Can you render the stretch of records from the line containing "task: outline the tree trunk" through the line containing "[[[141,0],[52,53],[51,58],[57,59],[58,62],[67,62],[211,0]]]" as a Markdown table with the columns Row and Line, skipping blank lines and leaving the pictures out?

Labeled area outline entries
"""
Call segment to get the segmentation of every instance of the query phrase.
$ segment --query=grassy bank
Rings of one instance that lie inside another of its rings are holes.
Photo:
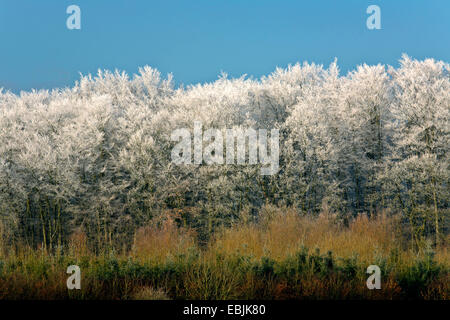
[[[167,217],[140,229],[131,250],[94,254],[83,233],[60,250],[2,248],[0,299],[449,299],[446,244],[408,247],[395,217],[342,223],[265,208],[206,246]],[[68,290],[67,266],[81,268]],[[366,269],[381,268],[381,290]]]

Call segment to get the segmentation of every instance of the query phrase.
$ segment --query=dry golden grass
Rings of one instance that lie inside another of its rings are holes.
[[[332,251],[335,256],[350,258],[357,254],[359,261],[372,264],[376,257],[387,257],[397,249],[399,260],[414,261],[415,253],[404,248],[399,232],[399,221],[385,213],[373,218],[360,215],[342,225],[329,213],[318,217],[300,216],[293,209],[269,211],[258,224],[242,224],[222,230],[210,245],[211,251],[224,254],[241,252],[256,258],[270,256],[280,261],[295,253],[301,246],[318,248],[320,252]],[[448,250],[441,246],[436,260],[448,265]]]
[[[195,245],[195,234],[179,228],[167,216],[159,225],[155,223],[136,232],[131,255],[143,260],[163,261],[168,256],[186,253]]]

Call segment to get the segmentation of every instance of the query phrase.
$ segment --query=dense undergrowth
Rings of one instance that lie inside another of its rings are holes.
[[[396,216],[358,216],[347,225],[293,209],[263,208],[258,222],[218,231],[207,245],[167,216],[141,228],[131,250],[94,254],[83,233],[67,246],[3,248],[0,299],[449,299],[449,259],[408,247]],[[68,290],[66,268],[81,268]],[[381,289],[366,287],[369,265]]]

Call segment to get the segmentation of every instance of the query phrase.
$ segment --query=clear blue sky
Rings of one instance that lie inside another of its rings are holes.
[[[66,28],[67,6],[81,30]],[[381,30],[366,8],[381,8]],[[150,65],[178,84],[260,77],[298,61],[343,73],[405,52],[450,61],[449,0],[0,0],[0,87],[73,85],[79,73]]]

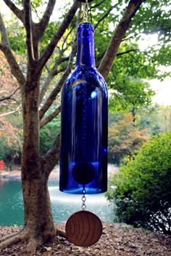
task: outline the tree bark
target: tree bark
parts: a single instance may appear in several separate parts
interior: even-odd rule
[[[28,74],[22,93],[23,148],[22,185],[25,210],[24,231],[29,233],[28,247],[36,249],[54,238],[56,232],[47,187],[49,176],[41,164],[39,156],[39,84],[35,76],[36,66]]]

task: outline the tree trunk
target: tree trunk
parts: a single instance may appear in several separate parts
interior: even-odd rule
[[[47,187],[48,177],[41,168],[39,156],[39,83],[32,67],[22,92],[23,148],[22,186],[25,209],[25,233],[29,233],[29,247],[34,251],[38,245],[55,236]]]

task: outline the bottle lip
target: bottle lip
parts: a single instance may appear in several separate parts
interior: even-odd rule
[[[79,25],[78,27],[78,31],[79,31],[80,30],[85,30],[85,31],[91,30],[93,32],[94,32],[94,28],[93,28],[93,25],[89,23],[83,23],[79,24]]]

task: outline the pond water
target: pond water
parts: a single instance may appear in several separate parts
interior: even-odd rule
[[[59,191],[59,181],[49,181],[52,214],[56,223],[66,221],[75,211],[81,209],[81,195],[64,193]],[[112,223],[114,210],[104,194],[88,195],[88,210],[96,213],[101,220]],[[22,225],[23,204],[20,179],[0,179],[0,225]]]

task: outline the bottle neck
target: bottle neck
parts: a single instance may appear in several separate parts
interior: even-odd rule
[[[91,23],[81,23],[78,28],[76,66],[95,68],[94,29]]]

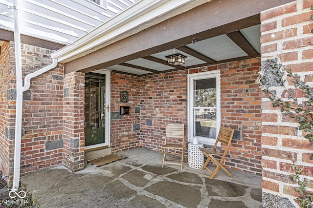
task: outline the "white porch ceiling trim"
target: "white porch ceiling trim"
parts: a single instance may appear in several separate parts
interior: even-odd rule
[[[141,0],[52,53],[51,58],[57,59],[58,62],[67,62],[211,0]]]

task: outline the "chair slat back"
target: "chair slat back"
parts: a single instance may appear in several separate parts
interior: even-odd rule
[[[214,145],[214,147],[216,147],[219,142],[227,146],[228,148],[234,135],[235,129],[226,127],[222,126],[220,129],[219,135],[217,136],[216,142]]]
[[[167,124],[166,125],[166,136],[165,144],[167,138],[181,138],[183,144],[184,131],[185,126],[183,124]]]

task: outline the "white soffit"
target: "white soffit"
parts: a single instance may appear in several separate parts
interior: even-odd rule
[[[118,71],[122,72],[129,73],[139,75],[150,74],[151,73],[149,71],[144,71],[132,67],[129,67],[128,66],[125,66],[121,65],[114,65],[113,66],[106,67],[106,69]]]
[[[261,43],[260,42],[261,30],[260,27],[260,25],[258,24],[240,30],[240,32],[245,36],[245,38],[259,53],[261,53]]]
[[[248,55],[226,35],[199,41],[187,46],[216,61]]]
[[[51,54],[51,57],[66,63],[210,1],[141,0],[72,43]]]
[[[162,63],[157,62],[153,62],[150,60],[147,60],[145,59],[139,58],[125,62],[127,63],[135,65],[136,66],[141,66],[145,68],[148,68],[150,69],[156,70],[157,71],[165,71],[170,69],[174,69],[175,68],[167,65],[162,64]]]

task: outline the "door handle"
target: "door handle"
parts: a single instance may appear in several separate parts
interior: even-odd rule
[[[107,108],[108,109],[108,112],[109,113],[109,109],[110,108],[109,107],[109,104],[108,104],[107,107],[105,107],[105,108]]]

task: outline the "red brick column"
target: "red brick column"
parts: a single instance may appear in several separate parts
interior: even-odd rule
[[[0,54],[0,170],[8,181],[12,179],[13,173],[16,101],[8,96],[8,92],[15,85],[11,55],[14,53],[14,43],[3,42]]]
[[[278,58],[278,62],[306,82],[312,82],[313,74],[313,34],[310,32],[313,21],[310,20],[313,3],[309,0],[296,0],[261,14],[262,60]],[[291,82],[286,84],[287,88],[293,87]],[[282,87],[272,87],[282,95]],[[273,108],[265,94],[261,106],[263,206],[297,207],[298,193],[294,187],[298,185],[290,177],[294,173],[289,155],[303,168],[301,180],[308,180],[312,187],[313,161],[309,153],[313,149],[299,130],[299,124],[282,114],[279,108]]]
[[[85,74],[65,76],[63,164],[73,171],[84,169]]]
"""
- Completed task -
| Row | Line |
|---|---|
| 1 | task: outline the tree trunk |
| 2 | target: tree trunk |
| 3 | parts: a single instance may appear in several separate parts |
| 4 | interior: even-odd rule |
| 5 | [[[47,187],[48,177],[41,168],[39,156],[39,83],[32,67],[22,92],[23,148],[22,186],[25,209],[25,233],[29,233],[29,247],[34,251],[38,245],[55,236]]] |
| 6 | task: outline the bottle lip |
| 7 | target: bottle lip |
| 8 | parts: a single instance may appear in several separate parts |
| 9 | interior: even-odd rule |
| 10 | [[[79,25],[78,27],[78,31],[79,31],[80,30],[85,30],[85,31],[91,30],[93,32],[94,32],[94,28],[93,28],[93,25],[89,23],[83,23],[79,24]]] |
| 11 | task: outline the pond water |
| 12 | target: pond water |
| 13 | parts: a single instance may appear in several separate parts |
| 14 | interior: even-odd rule |
| 15 | [[[59,191],[59,181],[49,181],[52,214],[56,223],[66,221],[75,211],[81,209],[81,195],[64,193]],[[112,223],[114,210],[104,194],[88,195],[88,210],[96,213],[101,220]],[[22,225],[23,204],[20,179],[0,179],[0,225]]] |
| 16 | task: outline the bottle neck |
| 17 | target: bottle neck |
| 18 | parts: a single instance may appear in several separate parts |
| 19 | interior: even-odd rule |
| 20 | [[[91,23],[81,23],[78,28],[76,66],[95,68],[94,29]]] |
| 21 | task: outline the "white porch ceiling trim" |
| 22 | target: "white porch ceiling trim" |
| 23 | parts: a single instance may appear in several separate parts |
| 24 | interior: even-odd rule |
| 25 | [[[141,0],[52,53],[51,58],[57,59],[58,62],[67,62],[211,0]]] |